→ Exercise details:
Would you return exactly the lines running from the one with "Here's a bet: you won't be able to pinpoint the jet" to the bottom of the listing below, and no others?

=== Begin Enclosure ===

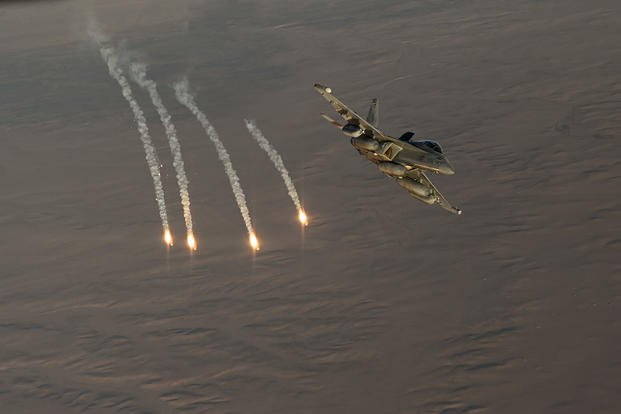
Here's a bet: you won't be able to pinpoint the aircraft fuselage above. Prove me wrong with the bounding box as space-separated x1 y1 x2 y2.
350 135 455 176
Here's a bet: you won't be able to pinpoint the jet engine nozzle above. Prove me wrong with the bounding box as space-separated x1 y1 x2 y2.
342 123 363 137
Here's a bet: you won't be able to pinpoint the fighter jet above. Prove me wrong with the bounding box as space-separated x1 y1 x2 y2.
314 83 462 215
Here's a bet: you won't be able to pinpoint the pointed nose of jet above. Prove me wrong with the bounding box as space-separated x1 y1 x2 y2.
439 158 455 175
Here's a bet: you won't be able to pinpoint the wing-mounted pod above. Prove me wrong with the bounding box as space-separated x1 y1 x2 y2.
341 123 364 137
405 170 463 215
351 136 380 152
320 113 365 138
377 162 406 177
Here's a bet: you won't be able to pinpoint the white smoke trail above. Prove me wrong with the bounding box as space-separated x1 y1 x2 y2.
94 44 170 235
129 63 194 237
173 78 255 235
243 119 302 210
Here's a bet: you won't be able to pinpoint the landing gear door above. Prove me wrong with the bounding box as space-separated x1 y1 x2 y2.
377 142 403 161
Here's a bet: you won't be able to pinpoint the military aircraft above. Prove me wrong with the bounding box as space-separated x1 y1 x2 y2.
314 83 462 215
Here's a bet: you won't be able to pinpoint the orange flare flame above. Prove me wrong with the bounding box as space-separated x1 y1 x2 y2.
298 209 308 226
249 232 260 251
187 233 197 251
164 229 173 246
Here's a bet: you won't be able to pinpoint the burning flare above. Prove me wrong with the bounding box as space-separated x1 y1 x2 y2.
244 120 305 229
298 209 309 226
186 232 197 251
164 229 173 246
129 63 195 241
92 36 170 239
175 79 258 249
249 232 260 251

=== End Enclosure ===

→ Finished exercise:
Here's a bet: you won't be able to pinpoint the jet engine nozzle above. Prove me wrong with the bounding box as space-separated x1 y1 x2 y2.
342 123 363 137
Here's a bet: you won't be able to pinpoint the fighter jet above. Prove me wrong with the bounding box as space-separated x1 y1 x2 y2.
314 83 462 215
Here's a bet: you won't be able to pinpoint the pointed nose of jet above. Prove me wrong with the bounding box as space-separated x1 y1 x2 y2.
439 158 455 175
Here's a bet: you won't be able to pinpoint the wing-mounted pod above. Prove me wrong with the bounding box as space-separated x1 y1 x2 y2.
341 123 364 137
405 170 463 215
351 136 380 152
320 113 365 138
377 162 406 177
Here's a bet: you won't be able to pinpoint the white smoke trail above. Prove me wrong with the bounding box as space-separated x1 y1 x2 y2.
94 44 170 235
129 63 194 237
173 78 255 235
243 119 302 210
Here's a bet: you won't be able to pinpoint the landing gear door above. Prove me wrong with the bounding box as space-separated x1 y1 x2 y2.
377 142 403 161
Here's a bet: you won't be able to pinpoint the military aircraft above. Prove me wrong with the bounding box as space-separated x1 y1 x2 y2.
314 83 462 215
Here's a bet: you won't be able to pinpoint the orange flare flame above. Prove me wrong with the bounding box as space-separated x1 y1 x2 y2.
298 209 308 226
249 232 260 251
187 233 197 251
164 229 173 246
Here's a bet: you won't be able to pinpoint the burning flare above. Prove me wrong with the bounding box as space-separated x1 y1 x2 y2.
244 120 305 229
298 209 309 226
186 232 197 251
164 229 173 246
129 63 195 241
92 36 170 239
175 79 258 249
249 232 260 251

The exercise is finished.